### Aufgaben
**a)** Fasse den Absatz, der mit „Serge Michel ist beunruhigt“ beginnt, im Text über Heidi News als knappe Liste zusammen und behalte dabei seine wesentlichen Fakten bei.
**b)** Führe den Text über Heidi News im Anschluss an seinen letzten Satz weiter.

/“Heidi News”: Nein, das ist kein Witz

“Heidi News”: Nein, das ist kein Witz

Serge Michel ist beunruhigt,
“très inquiet”,
wie er sagt. Die
Hälfte aller Zeitungen, für die der renommierte Journalist aus Yverdon gearbeitet hat, ist
inzwischen verschwunden:
Le Journal de Genève, Le Nouveau Quotidien, L’Hebdo.
Die
Medienvielfalt in der Schweiz nimmt ab, und damit, glaubt Michel, auch die Qualität des
Journalismus: “Die Verleger haben ihr Geld in E-Commerce-Projekte investiert, statt ins
Kerngeschäft.”

Deshalb startet Michel sein eigenes Online-Medium. Am 2. Mai geht es los, die Ziele sind hoch gesteckt:
Heidi News
soll das innovativste Medienprojekt der Schweiz werden. Michel will damit die Landesgrenzen überwinden und für eine globale Leserschaft publizieren. Auf Englisch und Französisch, mit einer international zusammengesetzten Redaktion. “Schweizer Qualität lässt sich exportieren”, sagt er, “das sehen wir bei Uhren und Präzisionsmaschinen. Wieso also nicht beim Journalismus?”

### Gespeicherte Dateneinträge
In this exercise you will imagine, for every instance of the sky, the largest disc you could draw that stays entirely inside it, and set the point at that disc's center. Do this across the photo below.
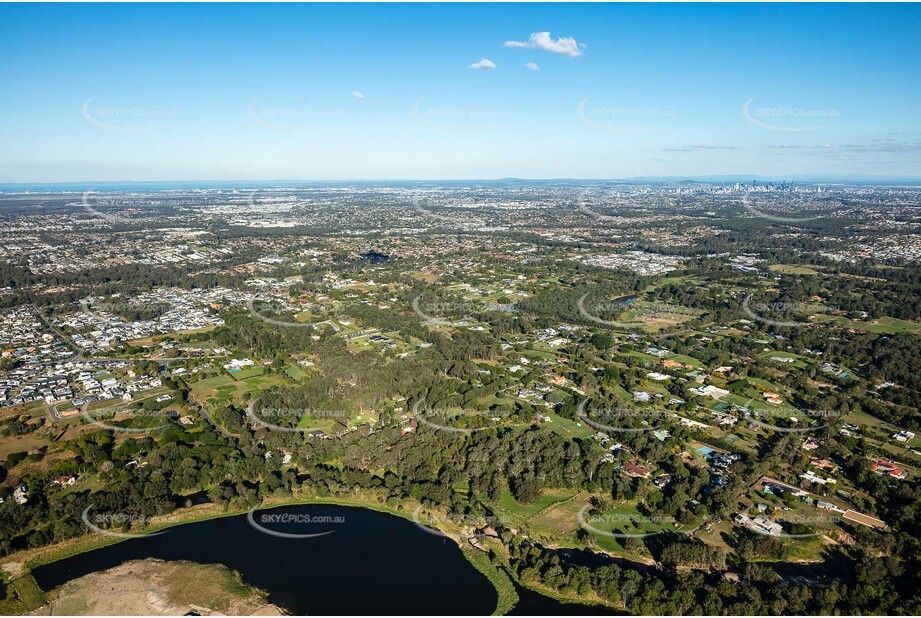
(462, 91)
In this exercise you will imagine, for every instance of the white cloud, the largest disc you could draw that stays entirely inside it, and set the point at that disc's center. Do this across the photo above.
(542, 40)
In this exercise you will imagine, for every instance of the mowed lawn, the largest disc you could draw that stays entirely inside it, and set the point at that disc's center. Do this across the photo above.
(223, 388)
(547, 498)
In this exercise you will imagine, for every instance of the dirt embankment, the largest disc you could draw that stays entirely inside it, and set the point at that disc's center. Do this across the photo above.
(160, 588)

### Lösungen
**a)**
- Serge Michel, ein renommierter Journalist aus Yverdon, ist sehr beunruhigt.
- Die Hälfte der Zeitungen, für die er gearbeitet hat, ist verschwunden: Le Journal de Genève, Le Nouveau Quotidien, L'Hebdo.
- Die Medienvielfalt in der Schweiz nimmt ab und damit nach Michels Ansicht auch die Qualität des Journalismus.
- Laut Michel haben die Verleger ihr Geld in E-Commerce-Projekte statt ins Kerngeschäft investiert.

**b)**
Der Romand Serge Michel ist mit seinen 50 Jahren weder ein Novize noch ein naiver Träumer, sondern einer der bedeutendsten Journalisten der Schweiz. Seine Karriere begann er als Kriegsreporter, wofür er 2001 mit dem Albert-Londres-Preis, dem wichtigsten Journalistenpreis Frankreichs, ausgezeichnet wurde. Später war er stellvertretender Chefredakteur der welschen Tageszeitung
Le Temps,
bevor er nach Paris wechselte, in eine leitende Funktion bei
Le Monde,
dem Flaggschiff der französischen Tagespresse.

Jetzt also
Heidi News.
“Eigentlich war der Name nur als Witz gedacht, als Arbeitstitel”, sagt Michel. “Schließlich behielten wir ihn einfach.” Man könne ihn auch als Abkürzung für HD – High Definition – verstehen. Und darum geht es bei diesem Projekt: Es soll seinen Lesern hintergründige, präzise und verifizierte Informationen liefern. Ganz ähnlich wie das vor einem guten Jahr gestartete Online-Magazin
Republik
aus Zürich. Oder das News-Portal
Quartz
aus New York.

Die Kernredaktion von
Heidi News
sitzt im vornehmen Genfer Vorort Chêne-Bourg in einer ehemaligen Druckerei. Es herrscht Start-up-Stimmung, Michel wirkt eher wie ein Unternehmer als ein alteingesessener Chefredaktor. Statt Hemd trägt er einen edlen Pullover, dazu einen Schal als Accessoire.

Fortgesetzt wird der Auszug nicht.